(Excerpts from a dataset)
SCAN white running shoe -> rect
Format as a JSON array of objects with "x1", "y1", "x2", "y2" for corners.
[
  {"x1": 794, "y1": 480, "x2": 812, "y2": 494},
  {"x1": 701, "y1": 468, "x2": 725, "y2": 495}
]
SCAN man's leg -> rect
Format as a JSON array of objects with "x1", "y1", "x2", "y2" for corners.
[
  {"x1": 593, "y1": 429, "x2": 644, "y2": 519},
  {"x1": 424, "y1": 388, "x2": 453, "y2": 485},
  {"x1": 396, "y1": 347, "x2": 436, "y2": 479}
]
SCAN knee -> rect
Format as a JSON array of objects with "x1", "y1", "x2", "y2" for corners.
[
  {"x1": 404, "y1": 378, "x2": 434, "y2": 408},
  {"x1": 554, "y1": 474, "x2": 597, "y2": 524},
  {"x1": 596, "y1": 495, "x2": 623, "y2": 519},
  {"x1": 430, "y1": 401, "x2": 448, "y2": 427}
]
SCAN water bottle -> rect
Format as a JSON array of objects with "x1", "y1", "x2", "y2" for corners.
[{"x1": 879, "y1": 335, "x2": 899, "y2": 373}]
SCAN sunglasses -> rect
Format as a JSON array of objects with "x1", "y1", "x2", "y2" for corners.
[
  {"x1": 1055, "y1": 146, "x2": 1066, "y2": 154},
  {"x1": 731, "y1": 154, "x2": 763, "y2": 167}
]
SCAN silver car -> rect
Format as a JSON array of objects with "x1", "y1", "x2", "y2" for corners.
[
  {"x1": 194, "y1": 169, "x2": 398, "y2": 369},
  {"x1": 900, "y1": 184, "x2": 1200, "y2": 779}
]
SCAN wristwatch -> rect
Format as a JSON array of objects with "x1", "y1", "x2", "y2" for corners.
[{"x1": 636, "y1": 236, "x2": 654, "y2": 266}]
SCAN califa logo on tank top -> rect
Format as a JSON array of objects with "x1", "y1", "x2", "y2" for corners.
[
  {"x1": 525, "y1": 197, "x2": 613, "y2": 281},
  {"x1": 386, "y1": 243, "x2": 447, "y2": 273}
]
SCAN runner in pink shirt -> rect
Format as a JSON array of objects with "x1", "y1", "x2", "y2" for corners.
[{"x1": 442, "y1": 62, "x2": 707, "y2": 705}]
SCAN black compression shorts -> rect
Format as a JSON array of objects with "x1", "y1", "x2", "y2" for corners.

• _WHAT YOU SHOULD DO_
Repeat, word for word, all of the data shown above.

• _SOLVED EXERCISE_
SCAN white running shoe -> rect
Format as a JSON array of objects with "x1", "y1", "x2", "y2" for corners.
[
  {"x1": 794, "y1": 480, "x2": 812, "y2": 494},
  {"x1": 701, "y1": 468, "x2": 725, "y2": 495}
]
SCAN man's leg -> rect
Format as a JSON array of objects with "x1", "y1", "x2", "y2" for corners.
[
  {"x1": 593, "y1": 429, "x2": 644, "y2": 519},
  {"x1": 424, "y1": 388, "x2": 453, "y2": 485},
  {"x1": 396, "y1": 347, "x2": 436, "y2": 479}
]
SCAN knee -> rect
Format as a JSON array of objects with "x1", "y1", "x2", "y2" for corners.
[
  {"x1": 404, "y1": 378, "x2": 434, "y2": 408},
  {"x1": 554, "y1": 474, "x2": 597, "y2": 524},
  {"x1": 596, "y1": 495, "x2": 623, "y2": 519},
  {"x1": 430, "y1": 401, "x2": 448, "y2": 427}
]
SCAN water bottle -> rect
Format as a JSON array of objects with "x1", "y1", "x2", "y2" for corners.
[{"x1": 879, "y1": 335, "x2": 899, "y2": 373}]
SCAN sunglasses -> rect
Format as a JSON array of objects with "x1", "y1", "x2", "y2" for corners.
[
  {"x1": 1055, "y1": 146, "x2": 1066, "y2": 154},
  {"x1": 731, "y1": 154, "x2": 763, "y2": 167}
]
SCAN silver car -> rect
Format as a JSON array of objects with "x1", "y1", "x2", "y2" for corners.
[
  {"x1": 194, "y1": 169, "x2": 398, "y2": 369},
  {"x1": 900, "y1": 184, "x2": 1200, "y2": 779}
]
SCAN wristwatch -> rect
Format as a JSON array of objects with "x1", "y1", "x2", "y2" for corners.
[{"x1": 636, "y1": 236, "x2": 654, "y2": 266}]
SCAN califa logo on tank top -> rect
Format as a JSON array of objects with "x1", "y1", "x2", "y2" for corners.
[
  {"x1": 525, "y1": 197, "x2": 613, "y2": 281},
  {"x1": 386, "y1": 243, "x2": 447, "y2": 273}
]
SCAN runner in pink shirt -> rect
Format as a JSON array of objects with "x1", "y1", "x2", "y2" for corners.
[{"x1": 442, "y1": 62, "x2": 707, "y2": 705}]
SCAN black compression shorts -> rect
Format as a JSON array of objects with "x1", "y1", "x2", "y2" for corners.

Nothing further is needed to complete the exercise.